- **Excerpt provided**
[Ads-l] Another nouning: "cozy", in the mystery subgenre sense
Stanton McCandlish
smccandlish at GMAIL.COM
Sat May 18 08:43:16 UTC 2024
Garson O'Toole:
> Year: 1977
> ...
> ... the Cozies surfaced in England ...
1977! So much for my social-media hypothesis, though I suppose the
commonness of adjective-nouning in that environment could still be an
influence on present usage.
On Fri, May 17, 2024 at 6:31 PM ADSGarson O'Toole <adsgarsonotoole at gmail.com>
wrote:
> Interesting topic, Stanton. Back in 2012 I posted a pertinent message:
>
> Word: cozy, cozies - mystery story or genre
>
> https://listserv.linguistlist.org/pipermail/ads-l/2012-September/122383.html
>
> The old message started with an adjective citation in 1958. The
> message also included a 1977 citation containing the phrase "the
> Cozies" which apparently was using "cozy" as a noun.

- **Provided records**
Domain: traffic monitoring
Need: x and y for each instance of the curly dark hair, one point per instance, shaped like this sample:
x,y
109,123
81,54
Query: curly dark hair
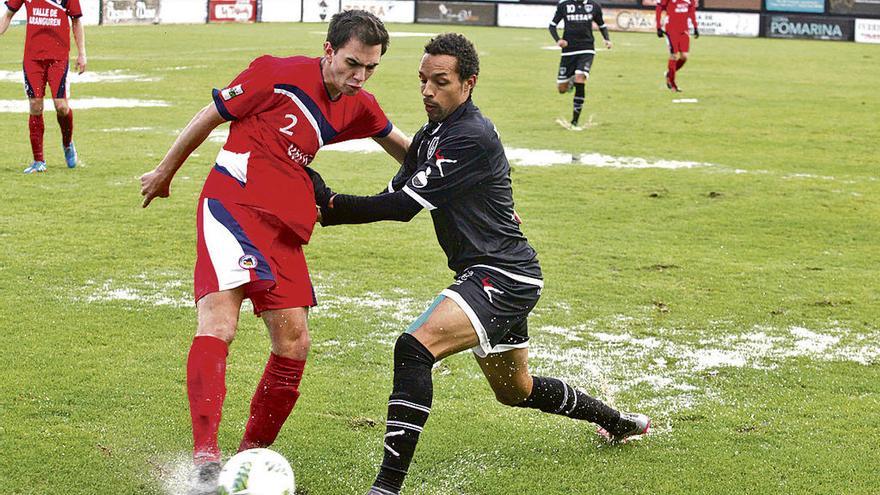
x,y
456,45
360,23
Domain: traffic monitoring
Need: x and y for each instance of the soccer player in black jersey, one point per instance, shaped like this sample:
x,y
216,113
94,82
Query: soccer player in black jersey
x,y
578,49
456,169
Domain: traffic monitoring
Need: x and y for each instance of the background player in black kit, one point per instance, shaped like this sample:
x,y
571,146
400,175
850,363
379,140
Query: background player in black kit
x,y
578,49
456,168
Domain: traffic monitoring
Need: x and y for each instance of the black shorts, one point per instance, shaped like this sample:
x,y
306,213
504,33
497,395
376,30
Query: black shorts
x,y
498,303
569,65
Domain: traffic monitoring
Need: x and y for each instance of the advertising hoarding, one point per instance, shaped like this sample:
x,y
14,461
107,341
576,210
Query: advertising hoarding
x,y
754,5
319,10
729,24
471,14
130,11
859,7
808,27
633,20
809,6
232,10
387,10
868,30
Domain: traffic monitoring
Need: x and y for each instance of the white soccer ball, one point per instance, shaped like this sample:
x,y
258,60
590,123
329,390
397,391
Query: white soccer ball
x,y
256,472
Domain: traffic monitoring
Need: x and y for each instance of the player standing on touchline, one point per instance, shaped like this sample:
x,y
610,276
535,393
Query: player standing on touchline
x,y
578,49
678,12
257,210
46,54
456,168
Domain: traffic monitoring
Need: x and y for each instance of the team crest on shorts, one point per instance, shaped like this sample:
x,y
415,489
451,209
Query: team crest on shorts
* * *
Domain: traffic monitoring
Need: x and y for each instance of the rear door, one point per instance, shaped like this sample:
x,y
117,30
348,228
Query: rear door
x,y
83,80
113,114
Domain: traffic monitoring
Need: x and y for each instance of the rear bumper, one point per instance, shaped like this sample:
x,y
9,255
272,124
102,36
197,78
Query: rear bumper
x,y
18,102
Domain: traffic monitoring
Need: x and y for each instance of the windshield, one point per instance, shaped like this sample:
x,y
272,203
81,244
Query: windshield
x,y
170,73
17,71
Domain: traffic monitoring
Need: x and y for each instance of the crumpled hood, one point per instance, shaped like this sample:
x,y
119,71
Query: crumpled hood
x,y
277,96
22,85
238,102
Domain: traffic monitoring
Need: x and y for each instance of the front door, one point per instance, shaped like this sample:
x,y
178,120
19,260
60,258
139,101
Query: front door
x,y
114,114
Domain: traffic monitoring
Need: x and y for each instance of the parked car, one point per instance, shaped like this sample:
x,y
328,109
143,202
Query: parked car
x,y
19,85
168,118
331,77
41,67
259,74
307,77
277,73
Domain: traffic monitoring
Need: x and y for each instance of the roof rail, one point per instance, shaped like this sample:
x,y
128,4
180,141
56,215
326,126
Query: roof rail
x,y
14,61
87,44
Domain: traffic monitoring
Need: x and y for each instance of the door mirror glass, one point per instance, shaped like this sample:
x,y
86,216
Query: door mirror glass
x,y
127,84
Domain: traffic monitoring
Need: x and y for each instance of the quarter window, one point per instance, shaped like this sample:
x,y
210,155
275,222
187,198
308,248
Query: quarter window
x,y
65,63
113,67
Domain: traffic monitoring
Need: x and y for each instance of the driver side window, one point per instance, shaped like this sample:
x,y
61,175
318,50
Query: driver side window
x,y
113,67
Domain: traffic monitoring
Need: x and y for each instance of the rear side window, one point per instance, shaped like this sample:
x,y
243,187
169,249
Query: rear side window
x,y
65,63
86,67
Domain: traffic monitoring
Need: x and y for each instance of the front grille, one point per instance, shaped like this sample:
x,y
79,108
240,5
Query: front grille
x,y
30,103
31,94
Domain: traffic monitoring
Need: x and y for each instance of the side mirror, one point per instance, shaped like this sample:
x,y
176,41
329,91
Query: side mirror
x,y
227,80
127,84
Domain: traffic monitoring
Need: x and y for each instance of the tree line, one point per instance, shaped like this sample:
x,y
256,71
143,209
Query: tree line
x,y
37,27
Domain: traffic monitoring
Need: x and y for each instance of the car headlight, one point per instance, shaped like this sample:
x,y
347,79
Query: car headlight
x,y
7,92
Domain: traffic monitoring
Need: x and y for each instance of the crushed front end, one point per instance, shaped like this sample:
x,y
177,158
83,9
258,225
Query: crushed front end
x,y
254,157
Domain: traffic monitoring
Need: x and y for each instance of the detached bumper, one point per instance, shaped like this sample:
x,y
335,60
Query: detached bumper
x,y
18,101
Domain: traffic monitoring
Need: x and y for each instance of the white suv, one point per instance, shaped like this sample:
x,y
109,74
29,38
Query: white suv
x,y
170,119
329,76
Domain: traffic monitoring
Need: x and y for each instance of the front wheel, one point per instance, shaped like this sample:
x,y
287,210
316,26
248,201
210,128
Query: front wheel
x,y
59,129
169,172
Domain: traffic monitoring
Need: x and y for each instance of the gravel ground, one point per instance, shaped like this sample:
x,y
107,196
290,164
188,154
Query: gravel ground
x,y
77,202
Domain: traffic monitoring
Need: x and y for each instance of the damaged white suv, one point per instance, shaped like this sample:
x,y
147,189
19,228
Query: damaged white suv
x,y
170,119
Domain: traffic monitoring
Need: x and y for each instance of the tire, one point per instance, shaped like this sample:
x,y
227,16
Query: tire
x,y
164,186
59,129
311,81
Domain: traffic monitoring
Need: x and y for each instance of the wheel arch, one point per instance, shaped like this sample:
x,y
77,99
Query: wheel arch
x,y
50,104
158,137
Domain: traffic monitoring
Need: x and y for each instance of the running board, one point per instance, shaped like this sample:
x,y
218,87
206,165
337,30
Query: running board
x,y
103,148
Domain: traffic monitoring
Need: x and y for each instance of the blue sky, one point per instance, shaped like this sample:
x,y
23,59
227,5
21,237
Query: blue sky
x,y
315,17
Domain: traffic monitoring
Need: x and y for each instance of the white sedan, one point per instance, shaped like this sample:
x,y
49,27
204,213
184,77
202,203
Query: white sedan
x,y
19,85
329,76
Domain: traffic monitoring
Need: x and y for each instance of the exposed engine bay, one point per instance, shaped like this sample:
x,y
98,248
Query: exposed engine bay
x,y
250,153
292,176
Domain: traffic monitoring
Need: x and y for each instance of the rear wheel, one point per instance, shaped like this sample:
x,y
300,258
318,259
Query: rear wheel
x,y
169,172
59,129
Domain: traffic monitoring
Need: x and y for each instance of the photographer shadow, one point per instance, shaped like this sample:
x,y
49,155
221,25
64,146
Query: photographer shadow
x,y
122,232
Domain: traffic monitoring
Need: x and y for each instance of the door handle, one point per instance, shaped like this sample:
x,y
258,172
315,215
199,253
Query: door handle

- **Tasks to carry out**
a - Transcribe the mailing-list post about "cozy" from "1977! So much" up to and including "on present usage.".
b - In the mailing-list post about "cozy", what year is the adjective citation that began the 2012 message?
c - Resume the mailing-list post about "cozy" from the point where it stops.
The items come from a separate source and are not part of the mailing-list post about "cozy".

- **Set of answers**
a -
1977! So much for my social-media hypothesis, though I suppose the
commonness of adjective-nouning in that environment could still be an
influence on present usage.

b - 1958

c -
>
> Year: 1977
> Book: Murder Ink: The Mystery Reader's Companion
> Author: Dilys Winn
> Published: Workman Publishing, New York
> Chapter 1: The Mystery History
> Section: From Poe To the Present
> Quote Page 3 and 4
> Database: Internet archive; verified with scans
>
> [Begin excerpt]
> Of course, the Doyenne of Coziness is Agatha Christie, and the first
> book in the canon is The Mysterious Affair at Styles. Coziness,
> however, took another ten years to reach full kitsch, which happened
> when Miss Marple arrived in The Murder at the Vicarage.
>
> Alternately titled the Antimacassar-and-old-Port School, the Cozies
> surfaced in England in the mad Twenties and Thirties, and their work
> featured a small village setting, a hero with faintly aristocratic
> family connections, a plethora of red herrings and a tendency to
> commit homicide with sterling silver letter openers and poisons
> imported from Paraguay. Typical Cozy writers include: Elizabeth
> Lemarchand, Margaret Yorke, V.C. Clinton-Baddeley . . .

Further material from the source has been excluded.